### Page text
— Start —

# Hole Diameter Size In Floor Joist for Data Cable



## Breakingcustom (Mar 17, 2010)

I'm about to start running data cable to the rest of my house through the basement ceiling (got tired of the attic). 

My floor joists are 2x8 (7 1/2" measured) and are spaced 16" on center. Wherever their is a wall, there are floor joists 6" on center (only 3 of them).

I have a ton of cables to run through and I thought I saw that you can drill a hole a max 1/3 the size of the actual measurement of your floor joists. So if my math is I can drill a 2 1/2 hole in a 2x8 floor joists that measures actually 7 1/2".

Am I correct with this statement?


----------



## Thadius856 (Jun 2, 2011)

Can't comment as to the largest safe size.

However, I can tell you that a 3/8" hole can fit 1-2 ethernet cables and a 3/4" hole can fit 4-5 cables. I would consider using multiple holes of these two sizes, as they're standard sizes for cable bits (which you may want to invest in).


----------



## Breakingcustom (Mar 17, 2010)

I need to setup reminders when people reply. I have a Milwaukee self-bid set for my Milwauke right angle that I used a 2 1/8" bit. The thing is I'm going to have 20 something cables coming through this hole (Cat6 and Coax).


----------



## AndyGump (Sep 26, 2010)

*R502.8 Drilling and notching.* Structural floor members shall not be cut, bored or notched in excess of the limitations specified in this section. See Figure R502.8. 














For SI: 1 inch = 25.4 mm. *
FIGURE R502.8 CUTTING, NOTCHING AND DRILLING

This may help you.

IRC 2009.

Andy.
*


----------



## bubbler (Oct 18, 2010)

Just for the sake of saying it... have you considered fastening them to the ends of the joists? (I'm assuming this is an unfinished basement since you're talking about drilling holes in joists).

What I did was buy a few dozen velcro ties. I stapled them along the joist face/ends where I needed. Then I was able to bundle all the cables I needed and velcro them together. 

1) You aren't putting holes in structural framing members of your home
2) Replacing or adding a cable can be easier--particularly adding if you're at max capacity for whatever holes you've drilled
3) With the velco ties, there is no worry about a pinching the cables (not really an issue for you with the drilled holes, but would be if you were using staples or zip ties to secure anywhere)
4) You can create larger sweeping arcs when turning corners (vs. turning within the ~14" between the joists); this can be helpful depending on what cables you're running.

When running parallel to the joists I found that those red plastic clips for holding multiple NM electrical wires worked great. I put them every ~20" or so and was able to drop my cat5e and coax into them, it looks quite neat and was very easy to install. Easy to change out or add cable as well.

— End —

### Tasks and exercises
**a)** Duplicate the passage of the forum thread on drilling floor joists word for word, beginning with "Just for the" and ending after "to secure anywhere)".
**b)** Rescale only the listing lines from the one containing "the black hockey" through the one containing "[[89, 350]]", both included. Give those lines again with their requests, multiplying every coordinate in the answers by 2.6 and rounding to whole numbers, halves up.

### Data listing
— Start —

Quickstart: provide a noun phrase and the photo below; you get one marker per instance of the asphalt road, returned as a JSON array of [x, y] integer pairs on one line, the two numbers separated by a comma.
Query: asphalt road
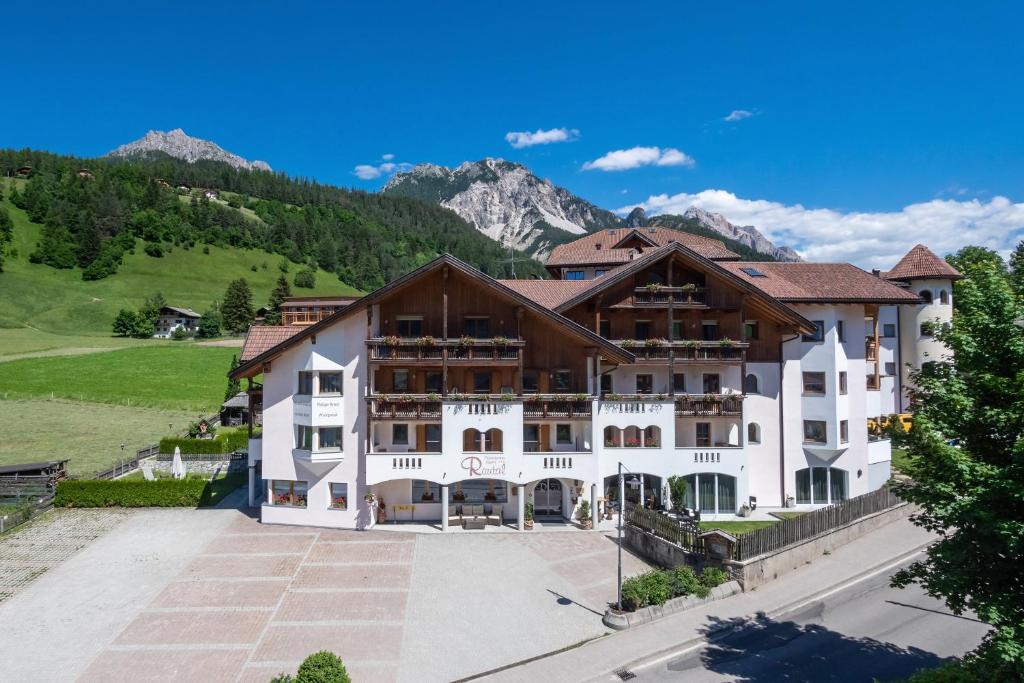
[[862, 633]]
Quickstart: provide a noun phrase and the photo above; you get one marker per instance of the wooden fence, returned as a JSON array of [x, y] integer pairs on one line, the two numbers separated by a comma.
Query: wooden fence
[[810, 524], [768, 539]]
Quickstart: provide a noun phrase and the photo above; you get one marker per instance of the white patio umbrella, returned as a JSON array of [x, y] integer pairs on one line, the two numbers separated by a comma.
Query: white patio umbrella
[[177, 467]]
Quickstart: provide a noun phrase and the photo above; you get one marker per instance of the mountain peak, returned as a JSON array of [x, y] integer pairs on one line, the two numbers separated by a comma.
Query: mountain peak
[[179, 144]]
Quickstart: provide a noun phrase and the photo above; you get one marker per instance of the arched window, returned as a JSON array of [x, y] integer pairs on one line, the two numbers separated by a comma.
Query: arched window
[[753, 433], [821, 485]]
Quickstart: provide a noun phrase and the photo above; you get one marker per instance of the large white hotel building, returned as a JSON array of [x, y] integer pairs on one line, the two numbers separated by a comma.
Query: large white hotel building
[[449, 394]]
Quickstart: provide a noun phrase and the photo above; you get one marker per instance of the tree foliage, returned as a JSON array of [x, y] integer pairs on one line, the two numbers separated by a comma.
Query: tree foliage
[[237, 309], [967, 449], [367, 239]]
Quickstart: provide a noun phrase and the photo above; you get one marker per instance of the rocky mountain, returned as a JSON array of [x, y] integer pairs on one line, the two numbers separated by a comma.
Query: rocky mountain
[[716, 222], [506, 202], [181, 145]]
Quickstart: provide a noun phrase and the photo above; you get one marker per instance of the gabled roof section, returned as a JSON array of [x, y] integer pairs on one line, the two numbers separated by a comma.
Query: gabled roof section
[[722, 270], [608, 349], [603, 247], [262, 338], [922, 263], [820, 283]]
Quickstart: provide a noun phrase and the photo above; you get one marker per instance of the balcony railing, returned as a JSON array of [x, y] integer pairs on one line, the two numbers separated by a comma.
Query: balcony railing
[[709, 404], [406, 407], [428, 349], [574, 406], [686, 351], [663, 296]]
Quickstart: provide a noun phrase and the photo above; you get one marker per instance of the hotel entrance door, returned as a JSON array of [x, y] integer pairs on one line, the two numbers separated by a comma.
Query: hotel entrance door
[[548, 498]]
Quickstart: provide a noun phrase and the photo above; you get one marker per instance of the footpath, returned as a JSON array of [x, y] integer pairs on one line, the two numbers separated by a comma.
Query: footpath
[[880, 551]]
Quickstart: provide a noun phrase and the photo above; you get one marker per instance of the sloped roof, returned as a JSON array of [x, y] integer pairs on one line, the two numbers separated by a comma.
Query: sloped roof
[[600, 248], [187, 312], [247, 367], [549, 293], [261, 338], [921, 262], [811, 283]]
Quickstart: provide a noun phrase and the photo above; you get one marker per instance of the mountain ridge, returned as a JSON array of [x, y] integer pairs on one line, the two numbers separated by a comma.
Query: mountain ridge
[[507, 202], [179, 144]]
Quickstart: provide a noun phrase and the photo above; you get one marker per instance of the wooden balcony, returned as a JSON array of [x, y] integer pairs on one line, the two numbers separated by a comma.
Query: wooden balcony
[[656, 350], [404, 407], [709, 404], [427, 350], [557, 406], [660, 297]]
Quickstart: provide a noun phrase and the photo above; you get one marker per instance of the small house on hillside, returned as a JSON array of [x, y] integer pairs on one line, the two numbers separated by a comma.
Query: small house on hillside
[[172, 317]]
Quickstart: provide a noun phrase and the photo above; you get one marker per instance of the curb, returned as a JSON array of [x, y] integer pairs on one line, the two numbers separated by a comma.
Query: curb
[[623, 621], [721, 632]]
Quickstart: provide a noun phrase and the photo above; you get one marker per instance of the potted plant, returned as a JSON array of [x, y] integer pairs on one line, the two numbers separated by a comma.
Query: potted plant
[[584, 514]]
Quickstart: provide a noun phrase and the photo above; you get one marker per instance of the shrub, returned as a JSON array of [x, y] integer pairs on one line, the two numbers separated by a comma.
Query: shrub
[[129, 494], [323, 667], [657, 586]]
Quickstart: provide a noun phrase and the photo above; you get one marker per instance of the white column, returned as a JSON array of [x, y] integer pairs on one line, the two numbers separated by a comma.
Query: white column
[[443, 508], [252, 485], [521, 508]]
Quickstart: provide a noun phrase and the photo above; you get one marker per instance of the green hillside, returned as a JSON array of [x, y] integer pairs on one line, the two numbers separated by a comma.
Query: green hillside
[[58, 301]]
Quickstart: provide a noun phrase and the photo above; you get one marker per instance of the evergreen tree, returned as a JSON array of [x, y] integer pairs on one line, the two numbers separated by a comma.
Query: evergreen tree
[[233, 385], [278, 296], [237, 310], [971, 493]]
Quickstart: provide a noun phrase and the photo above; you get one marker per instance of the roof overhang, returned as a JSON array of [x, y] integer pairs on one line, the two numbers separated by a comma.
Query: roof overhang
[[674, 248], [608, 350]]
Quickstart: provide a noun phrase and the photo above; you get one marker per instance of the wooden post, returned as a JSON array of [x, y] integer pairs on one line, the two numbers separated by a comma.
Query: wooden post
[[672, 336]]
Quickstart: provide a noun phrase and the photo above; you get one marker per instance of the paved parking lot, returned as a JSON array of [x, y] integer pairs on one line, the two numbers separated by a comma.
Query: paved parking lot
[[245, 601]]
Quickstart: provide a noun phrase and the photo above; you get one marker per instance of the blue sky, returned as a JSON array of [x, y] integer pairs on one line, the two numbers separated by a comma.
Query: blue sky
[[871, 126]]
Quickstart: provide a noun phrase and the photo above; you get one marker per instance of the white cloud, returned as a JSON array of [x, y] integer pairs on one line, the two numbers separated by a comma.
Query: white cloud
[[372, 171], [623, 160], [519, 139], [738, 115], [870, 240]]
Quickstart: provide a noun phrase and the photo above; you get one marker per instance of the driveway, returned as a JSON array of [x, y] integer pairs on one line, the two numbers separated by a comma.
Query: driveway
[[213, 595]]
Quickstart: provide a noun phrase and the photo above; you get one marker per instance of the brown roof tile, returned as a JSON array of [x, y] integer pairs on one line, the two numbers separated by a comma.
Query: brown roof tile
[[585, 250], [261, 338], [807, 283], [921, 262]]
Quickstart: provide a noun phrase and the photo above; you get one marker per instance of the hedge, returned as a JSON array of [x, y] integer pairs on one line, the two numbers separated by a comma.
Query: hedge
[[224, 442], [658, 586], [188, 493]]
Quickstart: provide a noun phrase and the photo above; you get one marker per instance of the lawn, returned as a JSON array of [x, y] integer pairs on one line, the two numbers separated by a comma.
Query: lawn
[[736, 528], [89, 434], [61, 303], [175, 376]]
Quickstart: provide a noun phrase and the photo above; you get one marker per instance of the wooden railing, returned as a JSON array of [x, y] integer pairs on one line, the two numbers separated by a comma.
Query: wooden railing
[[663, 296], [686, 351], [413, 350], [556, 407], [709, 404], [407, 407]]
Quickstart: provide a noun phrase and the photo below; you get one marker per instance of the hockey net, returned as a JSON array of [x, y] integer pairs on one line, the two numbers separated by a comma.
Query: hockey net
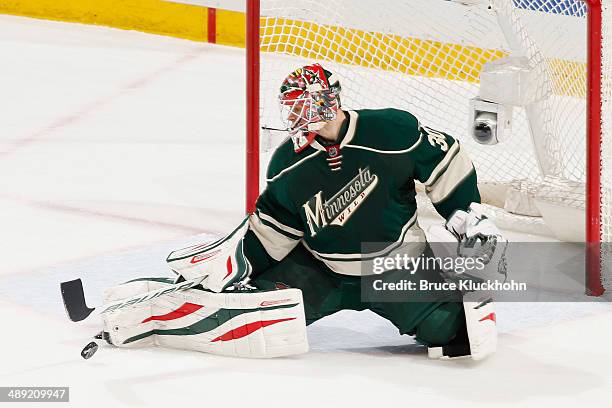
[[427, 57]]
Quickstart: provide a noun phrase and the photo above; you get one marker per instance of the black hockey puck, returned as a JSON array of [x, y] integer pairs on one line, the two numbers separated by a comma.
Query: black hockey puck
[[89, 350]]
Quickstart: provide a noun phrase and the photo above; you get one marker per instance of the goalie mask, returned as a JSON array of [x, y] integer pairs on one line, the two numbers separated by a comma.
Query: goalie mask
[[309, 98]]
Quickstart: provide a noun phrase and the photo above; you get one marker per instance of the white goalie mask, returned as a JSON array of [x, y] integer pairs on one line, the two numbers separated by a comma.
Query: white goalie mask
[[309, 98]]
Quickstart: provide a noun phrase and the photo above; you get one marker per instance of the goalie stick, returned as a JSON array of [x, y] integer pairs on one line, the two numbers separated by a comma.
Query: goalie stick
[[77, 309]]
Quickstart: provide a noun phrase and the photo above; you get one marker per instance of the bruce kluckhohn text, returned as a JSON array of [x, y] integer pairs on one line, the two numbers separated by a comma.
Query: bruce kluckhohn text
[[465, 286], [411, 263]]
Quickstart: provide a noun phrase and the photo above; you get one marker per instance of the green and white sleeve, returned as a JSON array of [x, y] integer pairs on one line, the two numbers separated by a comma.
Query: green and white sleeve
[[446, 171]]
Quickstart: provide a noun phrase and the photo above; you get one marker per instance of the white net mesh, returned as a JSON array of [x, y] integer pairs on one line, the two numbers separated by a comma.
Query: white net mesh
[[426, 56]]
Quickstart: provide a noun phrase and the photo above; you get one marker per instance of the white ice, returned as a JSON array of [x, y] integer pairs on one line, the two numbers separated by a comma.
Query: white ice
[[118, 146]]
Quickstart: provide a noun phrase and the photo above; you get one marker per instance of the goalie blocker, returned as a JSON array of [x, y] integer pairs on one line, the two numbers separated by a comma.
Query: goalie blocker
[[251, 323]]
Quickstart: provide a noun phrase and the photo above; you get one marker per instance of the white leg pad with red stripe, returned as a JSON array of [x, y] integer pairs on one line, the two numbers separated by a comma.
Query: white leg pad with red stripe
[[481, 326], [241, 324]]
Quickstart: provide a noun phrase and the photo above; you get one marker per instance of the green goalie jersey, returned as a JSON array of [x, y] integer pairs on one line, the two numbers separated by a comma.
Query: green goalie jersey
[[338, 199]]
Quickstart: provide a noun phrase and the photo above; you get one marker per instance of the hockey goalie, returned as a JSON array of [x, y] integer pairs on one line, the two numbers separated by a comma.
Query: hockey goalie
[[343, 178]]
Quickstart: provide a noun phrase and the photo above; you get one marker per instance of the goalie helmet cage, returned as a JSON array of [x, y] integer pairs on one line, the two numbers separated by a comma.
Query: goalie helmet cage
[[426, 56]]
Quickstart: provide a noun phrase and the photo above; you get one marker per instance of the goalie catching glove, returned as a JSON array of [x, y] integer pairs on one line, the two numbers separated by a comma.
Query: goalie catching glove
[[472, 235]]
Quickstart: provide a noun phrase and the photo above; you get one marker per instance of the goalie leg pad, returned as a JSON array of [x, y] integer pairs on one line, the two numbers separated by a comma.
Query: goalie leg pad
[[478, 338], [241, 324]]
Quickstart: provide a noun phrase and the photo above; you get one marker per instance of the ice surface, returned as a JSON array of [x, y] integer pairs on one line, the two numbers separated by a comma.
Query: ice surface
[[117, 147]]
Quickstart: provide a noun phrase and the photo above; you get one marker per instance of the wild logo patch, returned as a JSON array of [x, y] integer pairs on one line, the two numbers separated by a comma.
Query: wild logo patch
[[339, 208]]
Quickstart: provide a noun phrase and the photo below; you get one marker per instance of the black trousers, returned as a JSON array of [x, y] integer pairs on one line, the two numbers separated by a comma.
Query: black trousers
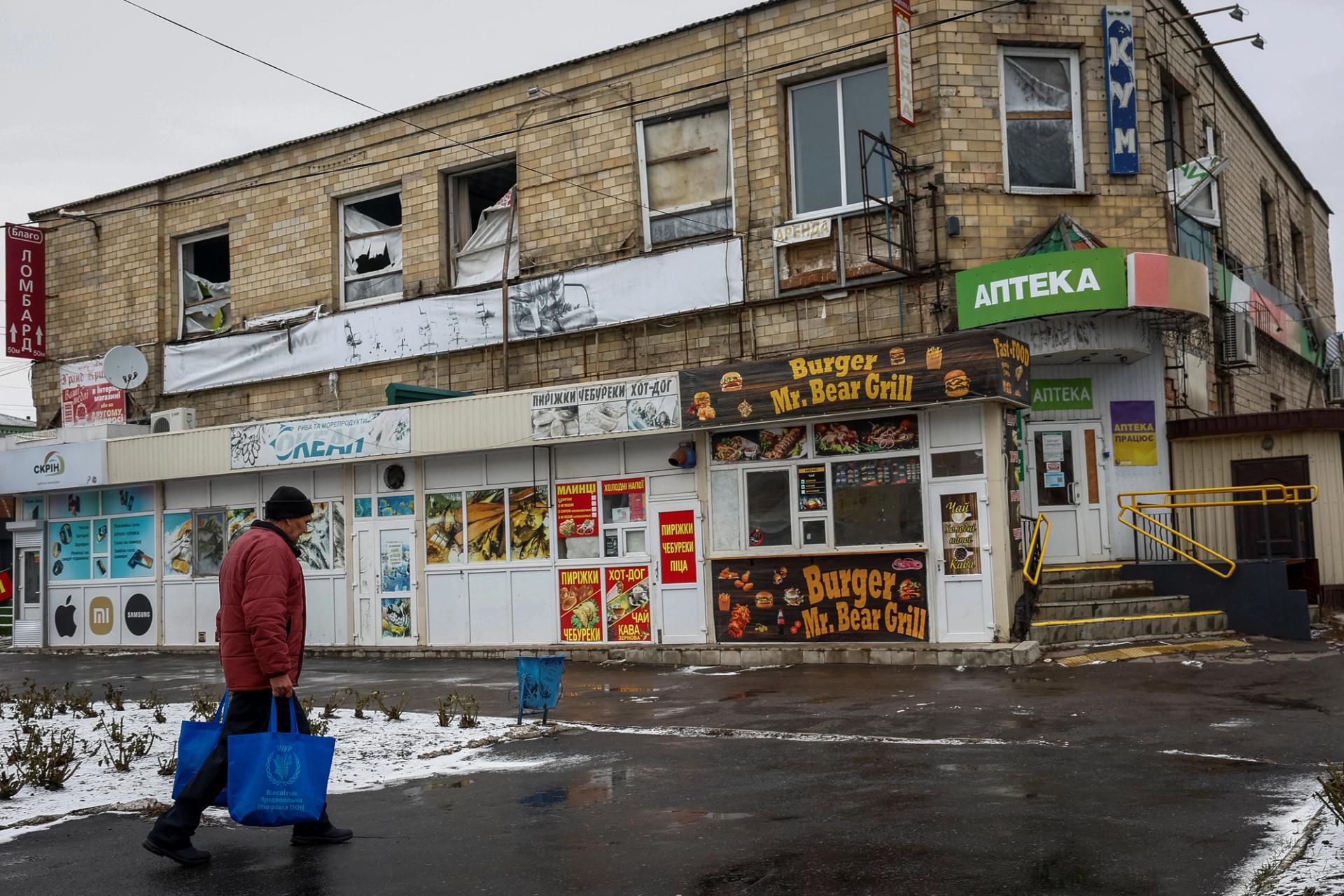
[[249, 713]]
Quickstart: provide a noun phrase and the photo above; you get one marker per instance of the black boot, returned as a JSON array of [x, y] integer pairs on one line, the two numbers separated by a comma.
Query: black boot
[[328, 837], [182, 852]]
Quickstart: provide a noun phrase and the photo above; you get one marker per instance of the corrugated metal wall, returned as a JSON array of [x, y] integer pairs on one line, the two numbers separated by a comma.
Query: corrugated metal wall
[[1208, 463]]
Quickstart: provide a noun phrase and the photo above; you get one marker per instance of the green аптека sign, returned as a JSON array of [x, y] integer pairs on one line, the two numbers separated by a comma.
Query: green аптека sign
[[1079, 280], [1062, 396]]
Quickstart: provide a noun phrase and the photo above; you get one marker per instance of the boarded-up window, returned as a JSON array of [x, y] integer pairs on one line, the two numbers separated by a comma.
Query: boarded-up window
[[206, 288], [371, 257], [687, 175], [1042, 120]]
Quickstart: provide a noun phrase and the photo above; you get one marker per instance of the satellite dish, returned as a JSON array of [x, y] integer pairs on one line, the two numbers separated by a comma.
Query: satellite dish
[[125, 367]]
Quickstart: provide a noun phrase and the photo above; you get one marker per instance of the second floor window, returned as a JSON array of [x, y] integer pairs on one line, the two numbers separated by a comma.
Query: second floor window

— End —

### Answers to the tasks
**a)**
Just for the sake of saying it... have you considered fastening them to the ends of the joists? (I'm assuming this is an unfinished basement since you're talking about drilling holes in joists).

What I did was buy a few dozen velcro ties. I stapled them along the joist face/ends where I needed. Then I was able to bundle all the cables I needed and velcro them together. 

1) You aren't putting holes in structural framing members of your home
2) Replacing or adding a cable can be easier--particularly adding if you're at max capacity for whatever holes you've drilled
3) With the velco ties, there is no worry about a pinching the cables (not really an issue for you with the drilled holes, but would be if you were using staples or zip ties to secure anywhere)

**b)**
Quickstart: provide a noun phrase and the photo above; you get one marker per instance of the black hockey puck, returned as a JSON array of [x, y] integer pairs on one line, the two numbers separated by a comma.
Query: black hockey puck
[[231, 910]]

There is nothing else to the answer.